RECORDS FOR THIS EXERCISE:

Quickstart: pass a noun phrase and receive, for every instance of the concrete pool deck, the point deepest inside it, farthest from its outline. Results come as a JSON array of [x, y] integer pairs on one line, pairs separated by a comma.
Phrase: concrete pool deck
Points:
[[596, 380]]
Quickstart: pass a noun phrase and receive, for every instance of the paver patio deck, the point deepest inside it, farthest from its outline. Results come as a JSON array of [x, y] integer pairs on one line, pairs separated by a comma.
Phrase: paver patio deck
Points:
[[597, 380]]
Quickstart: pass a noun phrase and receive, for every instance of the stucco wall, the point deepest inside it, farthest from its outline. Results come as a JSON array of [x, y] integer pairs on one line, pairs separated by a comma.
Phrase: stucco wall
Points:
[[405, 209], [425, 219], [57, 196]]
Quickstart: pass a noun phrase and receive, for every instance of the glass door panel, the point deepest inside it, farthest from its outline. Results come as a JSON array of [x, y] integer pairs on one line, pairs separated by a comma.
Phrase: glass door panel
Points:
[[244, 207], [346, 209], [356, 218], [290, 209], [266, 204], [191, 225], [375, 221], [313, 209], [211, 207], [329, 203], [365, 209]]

WORK TO DO: Repeat every one of these lines word for word.

FINAL RESULT:
Quickstart: pass a noun phrase and receive, for every instance of the concrete pool deck, the point deepest inside it, farthest from its outline. Results come as a JSON array of [x, y] integer pairs on one line, pairs separated by a comma.
Phrase: concrete pool deck
Points:
[[596, 380]]
Quickstart: pass a noun phrase and receive, for every instance of the paver patio deck, the point deepest inside it, farthest from its outline. Results come as a JSON array of [x, y] integer pairs on one line, pairs separated by a comma.
Phrase: paver patio deck
Points:
[[597, 380]]
Quickstart: pass a noun phrase and receive, for every instance of the stucco wall, the point deepest inside it, farthest from its outline. Results come as a JSON array of [x, y] integer pairs on one line, pairs separated by a comma.
Phrase: stucco wall
Points:
[[405, 209], [425, 219], [57, 196]]
Quickstart: pass a noun phrase and receive, for every instance of the glass door panel, the point deepest inside it, farthest from its outline. Results come as a JSON array of [x, y] integer pairs on one line, pairs separated by a comma.
Phrase: glass door panel
Points:
[[244, 207], [346, 209], [356, 218], [290, 209], [266, 204], [191, 225], [375, 221], [313, 209], [211, 207], [329, 203], [365, 209]]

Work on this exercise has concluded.